• SET TASK 1
From the excerpt on N64 emulation renderers, list every area the text names where LLE wins over HLE.
• SET TASK 2
Extend the excerpt on N64 emulation renderers, starting after its last sentence.

• DOCUMENT EXCERPT
Conversely, there are parts where LLE wins over HLE, and where HLE can’t really go –

* HLE tends to struggle with decals, depth bias doesn’t really emulate the RDP’s depth bias scheme at all since RDP depth bias is a double sided test. Depth bias is also notorious for behaving differently on different GPUs.
* Correct dithering. A HLE renderer still has to work with a fixed function blending pipeline. A software rendered rasterizer like ParaLLEl RDP does not have to work with any pre-existing graphics API setup, it implements its own rasterizer and outputs that to the screen through compute shading. Correct dither means applying dither after blending, among other things, which is not something you can generally do [with HLE]. It generally looks somewhat tacky to do dithering in OpenGL. You need 8-bit input and do blending in 8-bit but dither + quantization at the end, which you can’t do in fixed function blending.
* The entire VI postprocessing pipeline. Again, it bears repeating that not only is the RDP graphics being upscaled, so is the VI filtering. VI filtering got a bad rep on the N64 because this overaggressive quasi-8x MSAA would tend to make the already low-resolution images look even blurrier. But at higher resolutions as you can see here, it can really shine. You need programmable blending to emulate the VI’s coverage, and this just is not practical with OpenGL and/or the current HLE renderers out there. The VI has a quite ingenious filter that distributes the dither noise where it reconstructs more color depth. So not only are we getting post-processing AA courtesy of the RDP, we’re also getting more color depth.
* What You See Is What You Get. This renderer is the hypothetical what-if scenario of how an N64 Pro unit would look like that could pump out insane resolutions while still having the very same hardware. Notice that the RDP/VI implementations in ParaLLEl RDP have NOT been enhanced in any way. The only real change was modifying the rasterizer to test fractional pixel coordinates as well.
* Full accuracy with CPU readbacks. CPU can freely read and write on top of RDP rendered data, and we can easily deal with it without extra hacks.

Known issues

  • The deinterlacing process for interlaced video modes is still rather poor (just like Angrylion), basic bob and weave setup. There are plans to come up with a completely new system.
  • Mario Tennis glitches out a bit with upscaling for some reason, there might be subtle bugs in the implementation that only manifest on that game. This seems to not happen on Nvidia Windows drivers though.

• RECORDED INFORMATION
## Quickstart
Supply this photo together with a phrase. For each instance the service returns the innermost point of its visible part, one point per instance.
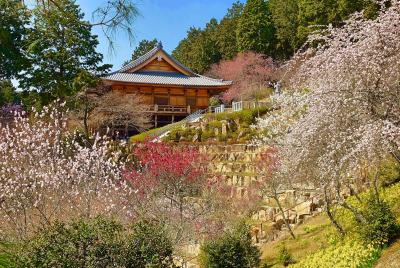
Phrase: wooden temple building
(171, 90)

• EXERCISE ANSWER 1
- Decals and depth bias (RDP depth bias is a double-sided test that HLE depth bias doesn't emulate)
- Correct dithering
- The entire VI postprocessing pipeline
- What You See Is What You Get
- Full accuracy with CPU readbacks

• EXERCISE ANSWER 2
Screenshots

The screenshots below here show ParaLLEl RDP running at its maximum internal input resolution, 8x the original native image. This means that when your game is running at say 256×224, it would be running at 2048×1792. But if your game is running at say 640×480 (some interlaced games actually set the resolution that high, Indiana Jones IIRC), then we’d be looking at 5120×3840. That’s bigger than 4K! Then bear in mind that on top of that you’re going to get the VI’s 8x MSAA on top of that, and you can probably begin to imagine just how demanding this is on your GPU given that it’s trying to run a custom software rasterizer on hardware. Suffice it to say, the demands for 2x and 4x will probably not be too steep, but if you’re thinking of using 8x, you better bring some serious GPU horsepower. You’ll need at least 5-6GB of VRAM for 8x internal resolution for starters.

Anyway, without much further ado, here are some glorious screenshots. GoldenEye 007 now looks dangerously close to the upscaled bullshot images on the back of the boxart!

GoldenEye 007 running with ParaLLEl RDP at 8x internal upscale
GoldenEye 007 running with ParaLLEl RDP at 8x internal upscale
Super Mario 64 running on ParaLLEl RDP with 8x internal upscale
Super Mario 64 running on ParaLLEl RDP with 8x internal upscale
Star Fox 64 running on ParaLLEl RDP with 8x internal upscale
Star Fox 64 running on ParaLLEl RDP with 8x internal upscale
Perfect Dark running on ParaLLEl RDP with 8x internal upscale in high-res mode
Perfect Dark running on ParaLLEl RDP with 8x internal upscale in high-res mode
World Driver Championship running on ParaLLEl RDP with 8x internal upscale
World Driver Championship running on ParaLLEl RDP with 8x internal upscale

Videos

Body Harvest

Perfect Dark

Legend of Zelda: Ocarina of Time

Super Mario 64

Coming to Mupen64Plus Next soon

ParaLLEl RDP will also be making its way into the upcoming new version of Mupen64Plus Next as well. Expect increased compatibility over ParaLLEl N64 (especially on Android) and potentially better performance in many games.

Future blog posts

There might eventually be some future blog post by Themaister going into more technical detail on the inner workings of ParaLLEl RDP. I will also probably release a performance test-focused blog post later testing a variety of different GPUs and how far we can take them as far as upscaling is concerned.

I can already tell you to neuter your expectations with regards to Android/mobile GPUs. I tested ParaLLEl RDP with 2x upscaling on a Samsung Galaxy S10+ and performance was about 36fps, this is with vsync off. With 1x native resolution I manage to get on average 64 to 70fps with the same games. So obviously mobile GPUs still have a lot of catching up to do with their discrete big brothers on the desktop.

At least it will make for a nice GPU benchmark for mobile hardware until we eventually crack fullspeed with 2x native!

paraLLEl N64 RDP – Android support and Intel iGPU improvements – What you should know (and what to expect)

Ridge Racer 64 running on Parallel RDP on an Android phone (with RetroArch)
Ridge Racer 64 running on Parallel RDP on an Android phone (with RetroArch)

Themaister wrote an article a few days ago talking in-depth about all the work that has gone into ParaLLEl RDP since launch.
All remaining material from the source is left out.